> Task directions
Update the stretch of records that opens with the line containing "Locate each bamboo basket visible here." and closes with the line containing "Locate each bamboo basket rim visible here." by putting "wicker" in place of "bamboo" and changing nothing else. Return only those lines.

> Materials provided

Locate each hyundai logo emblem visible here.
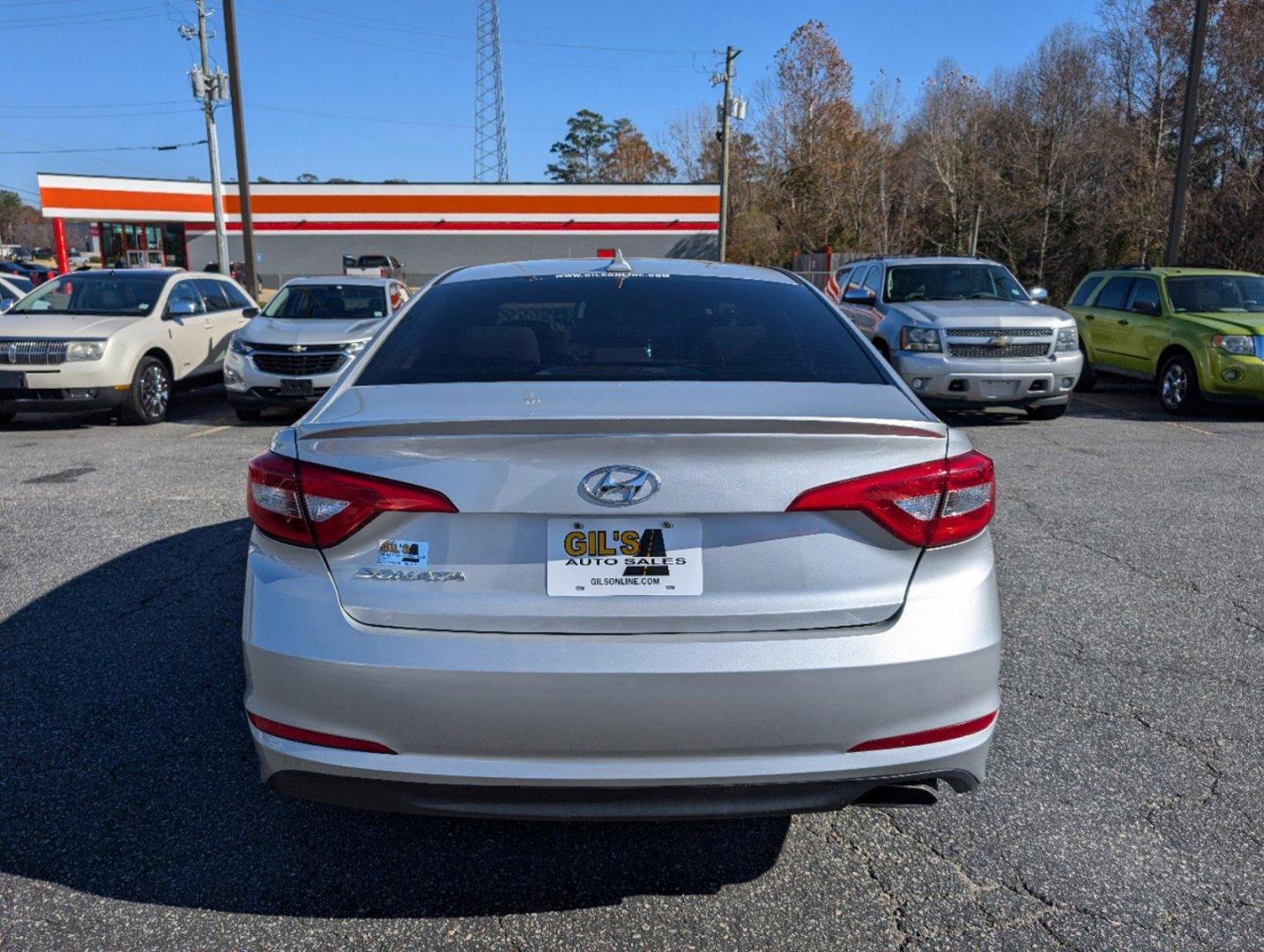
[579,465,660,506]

--

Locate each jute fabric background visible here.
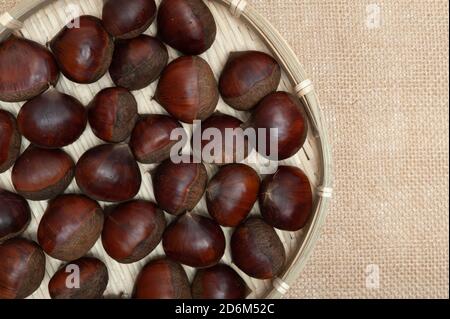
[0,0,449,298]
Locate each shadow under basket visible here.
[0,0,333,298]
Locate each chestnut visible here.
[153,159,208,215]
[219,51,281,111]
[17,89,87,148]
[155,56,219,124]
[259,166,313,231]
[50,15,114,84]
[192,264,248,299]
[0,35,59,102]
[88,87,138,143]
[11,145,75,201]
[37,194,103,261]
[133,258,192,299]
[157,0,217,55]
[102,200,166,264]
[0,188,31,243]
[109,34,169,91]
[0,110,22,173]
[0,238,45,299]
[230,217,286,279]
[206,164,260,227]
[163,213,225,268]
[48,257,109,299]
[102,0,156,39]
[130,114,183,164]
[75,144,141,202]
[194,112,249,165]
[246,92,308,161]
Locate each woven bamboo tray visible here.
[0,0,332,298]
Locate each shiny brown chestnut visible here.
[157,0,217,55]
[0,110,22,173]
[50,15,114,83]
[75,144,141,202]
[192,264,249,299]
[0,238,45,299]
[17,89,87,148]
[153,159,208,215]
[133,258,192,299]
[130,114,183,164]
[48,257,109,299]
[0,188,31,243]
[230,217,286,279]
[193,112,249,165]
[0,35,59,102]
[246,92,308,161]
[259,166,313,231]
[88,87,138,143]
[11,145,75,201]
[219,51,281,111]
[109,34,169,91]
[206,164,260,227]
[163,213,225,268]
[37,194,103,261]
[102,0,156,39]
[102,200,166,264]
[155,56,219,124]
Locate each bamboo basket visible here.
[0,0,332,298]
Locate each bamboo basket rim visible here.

* * *

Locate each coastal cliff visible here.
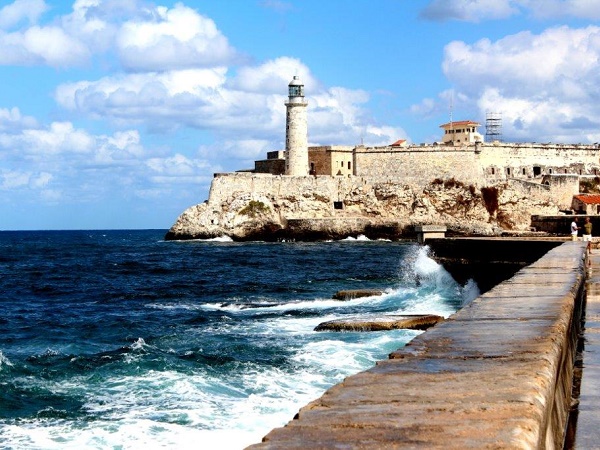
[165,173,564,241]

> Final result
Locate each wicker basket visible here.
[0,0,332,298]
Locate each wicker basket rim visible here.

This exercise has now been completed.